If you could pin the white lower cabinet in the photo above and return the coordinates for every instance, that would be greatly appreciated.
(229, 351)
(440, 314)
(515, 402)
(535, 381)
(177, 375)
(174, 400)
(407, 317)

> [Exercise]
Copy every entry above verbatim, line by line, without changing anything.

> [Solution for this task]
If you could pin the white lower cabinet in the photo above and return the coordinates for every instance, that would be greatly appreciated.
(229, 351)
(440, 314)
(515, 402)
(535, 381)
(177, 375)
(174, 400)
(407, 317)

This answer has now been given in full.